Document text
============================================================
Once, buying an apple seemed so simple. One would walk into a grocer, choose a shiny specimen, count the necessary cash, and complete the purchase. These days, however, the process is far more complex. The notion of “customer,” according to Polish sociologist Zygmunt Bauman, has changed dramatically. Supermarkets now profile their shoppers, registering their buying habits via loyalty cards and surveys, and contend fiercely with their competitors for the custom of the most extravagant spenders. Similarly, companies are now using computer ranking systems to prioritize their customer service calls: callers with stellar spending records are given immediate access to senior agents, while “flawed customers”—defined as “people short of cash, credit cards and/or shopping enthusiasm”—are placed at the back of the line. Increased competition and consumerism on a worldwide scale require sellers to be more and more aware of who they sell to, for profit’s sake. Today the customer has become the commodity; it is now the customer—the person—that is being bought and sold.
The phenomenon is not restricted to supermarkets or call centers. Bauman explains Western society in terms of “liquid modernity,” a club whose members qualify via heightened spending habits and an ability to market themselves. Anyone who falls short of the standards is relegated to “pond life” (playful business jargon for the inadequate or inept consumer). Whether for immigration screening or in the labor market or on social networking websites, those wishing to take part in liquid modernity must be willing to sell themselves in the same way that washing powders and toothpaste were once sold.
============================================================
Dataset
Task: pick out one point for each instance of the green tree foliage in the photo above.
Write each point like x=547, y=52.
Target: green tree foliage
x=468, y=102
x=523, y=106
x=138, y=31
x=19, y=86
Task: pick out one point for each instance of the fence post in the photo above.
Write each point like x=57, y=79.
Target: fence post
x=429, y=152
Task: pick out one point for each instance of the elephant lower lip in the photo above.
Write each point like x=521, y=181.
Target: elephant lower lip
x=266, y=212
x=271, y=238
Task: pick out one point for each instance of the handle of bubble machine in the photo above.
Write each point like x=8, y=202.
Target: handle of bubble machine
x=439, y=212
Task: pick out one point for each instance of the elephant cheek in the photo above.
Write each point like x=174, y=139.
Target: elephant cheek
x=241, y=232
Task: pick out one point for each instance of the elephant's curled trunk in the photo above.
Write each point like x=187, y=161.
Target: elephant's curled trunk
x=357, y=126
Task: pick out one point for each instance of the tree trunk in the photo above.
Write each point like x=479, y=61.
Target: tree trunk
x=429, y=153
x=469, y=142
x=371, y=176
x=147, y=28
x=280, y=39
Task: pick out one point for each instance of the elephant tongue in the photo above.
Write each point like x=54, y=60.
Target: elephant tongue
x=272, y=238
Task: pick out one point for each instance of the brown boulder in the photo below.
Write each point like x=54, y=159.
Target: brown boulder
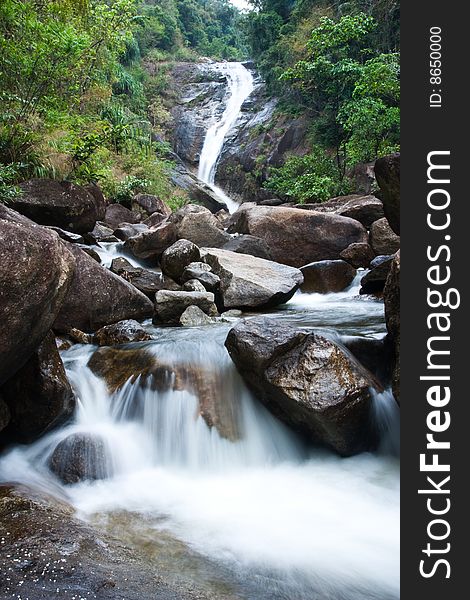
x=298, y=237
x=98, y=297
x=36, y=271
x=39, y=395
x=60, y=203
============================================================
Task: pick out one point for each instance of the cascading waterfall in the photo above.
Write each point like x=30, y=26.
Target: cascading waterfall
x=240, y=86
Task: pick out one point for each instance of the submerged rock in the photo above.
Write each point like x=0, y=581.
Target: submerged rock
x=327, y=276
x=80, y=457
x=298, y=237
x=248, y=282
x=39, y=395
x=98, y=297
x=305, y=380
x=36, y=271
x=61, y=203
============================================================
Apply what you read
(1) In the text on consumerism, how are "flawed customers" defined?
(2) Please continue the text on consumerism after its last sentence.

Answers
(1) People short of cash, credit cards and/or shopping enthusiasm.

(2)
Bauman demonstrates that this trend has harmed conventional modes of sociality. Over the last decade in California’s Silicon Valley, human resource slang has applied the term zero drag (common in physics parlance) to their employees. Employers are looking increasingly for “liquid” employees, workers who are infinitely flexible, unfailingly adaptable, and ultimately disposable.
Bauman explains that a worker with zero drag is one with “no previous bonds, commitments or emotional attachments. . . . Living at some distance from the Valley, and/or being burdened with a wife or a child, lifts the ‘drag coefficient’ and lowers the applicant’s chances of employment.”
This excision of personal ties to make oneself more employable (read: desirable) is one thing; the pressure to shoehorn one’s image into conventions of appearance is another. To be left on the shelf means death for a product; the same goes for human commodities. The fad for inexpensive cosmetic surgery, the overwhelming pressure to dress in sensually attractive fashions, and even the identity recreation possible in social networking websites such as MySpace and FaceBook are examples of this commoditization. To be unsexy or lacking in virtual friends means, in consumerism terms, death.
Bauman examines some of the negative side effects of this recently adopted society of consumers. Conscripting economist Richard Layard’s term “hedonistic treadmill,” Bauman shows that this “is not a machine patented to turn out an ever growing volume of happiness.” He exposes the system’s fundamental deceit in saying that “the realm of hypocrisy stretching between popular beliefs and the realities of consumers’ lives is a necessary condition of a properly functioning society of consumers.” This chasm of treachery leads many to believe that they could be as beautiful as the film star in the advertisement, that they could be as desirable as the latest pop starlet. Nothing more than a Sisyphean sham, it inevitably produces a culture of hopeless inadequacy in those who fail to meet impossible ideals.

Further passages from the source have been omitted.